==== SELECTED PASSAGE

Commentary

Depression screening


 

References

Recently in The Journal of Family Practice, Nease and Malouin (“Depression screening: a practical strategy,” J Fam Pract 2003; 52:118–124) did an excellent job of identifying a rationale and strategy for screening for depression in primary care. They underscore 2 critical issues for practitioners:

  • There are a large number of patients with depression, and they are more likely to be treated in primary care than in the specialty mental health system1
  • Primary care is insufficiently equipped to provide that care, often does not detect its need, and often insufficiently treats the problem even if identified.2

The response they propose is sound, but a number of points might be emphasized to further clarify the evidence. The first concerns the implicit assumption that screening will lead to better treatment. The second concerns the populations to be screened. The third concerns the high comorbidity of depression with other psychiatric diagnoses. The last concerns the relationship of screening data to best patient care for depression.

There is good reason to be concerned that depression-screening data do not necessarily affect patient care or physician behavior.3 If we are going to improve identification of depression, access to the best pharmacologic and psychologic treatments must be equally improved. It has been suggested that access to best practice in those areas is inaccessible to most primary care patients.

========
==== DATA PROVIDED

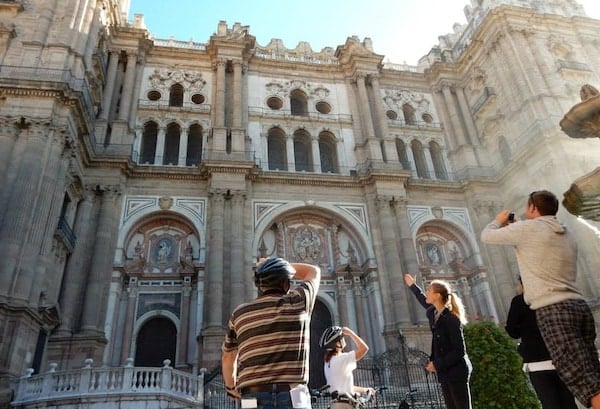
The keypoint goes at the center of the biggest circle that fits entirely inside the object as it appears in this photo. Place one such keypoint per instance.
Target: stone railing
(110, 384)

========

◆ **WHAT THIS EXERCISE ASKS**
[1] Do these statements agree with the depression screening commentary? Answer yes or no for each, and quote the words that decide it. (a) Patients with depression are more likely to be treated in the specialty mental health system than in primary care. (b) The commentary calls the response Nease and Malouin propose sound. (c) Depression-screening data reliably change physician behavior.
[2] Carry the depression screening commentary forward from its last sentence.
The listing was taken from a different source than the commentary.

◆ **ANSWER LIST**
[1]
(a) No: "they are more likely to be treated in primary care than in the specialty mental health system"
(b) Yes: "The response they propose is sound"
(c) No: "depression-screening data do not necessarily affect patient care or physician behavior"

[2]
While the article notes that when and whom to screen are important to consider, the selection has consequences for the cost and effectiveness. Coyne and colleagues4 have noted that screening instruments are positive for depression symptoms 18%–30% in primary care populations, with an estimated cost of $60 for the follow-up assessment to every positive screen. However, 70% or more of these positive screens do not result in a diagnosis of depression, which generates significant expense that needs to be carefully evaluated. Coyne et al further observe that generalized screening has generated lower rates of depression treatment than expected.

There has been ample demonstration of high comorbidity levels between depression anxiety disorders and substance abuse. Further, anxiety disorders and substance abuse, considered individually, are seen almost as frequently in primary care populations as depression, have as great comorbidity with acute and chronic medical conditions, and use astoundingly high amounts of health care resources.5 One of the important features of the Patient Health Questionnaire (PHQ) is that it has modules for anxiety and substance abuse; scoring time needed to include these 2 modules is negligible while producing important additional data.

In summary, the entire point of depression screening is to improve the access to and outcomes of depression care. To do so, primary care must make considerable educational, behavioral, and organizational changes. Depression screening is a key dimension of those needed changes, and the Nease and Malouin article is certain to assist that.

However, screening alone may also be seen as insufficient to produce the requisite changes needed to accommodate their suggestions. We must pursue the development and implementation of programs in primary care that change physician behavior, reorganize practice capability, implement appropriate screening, and use the best practices for depression treatment. If depression screening is to escape the criticism of being too narrow an intervention, too costly, and limited in its ability to improve patient care, then we must broaden our target.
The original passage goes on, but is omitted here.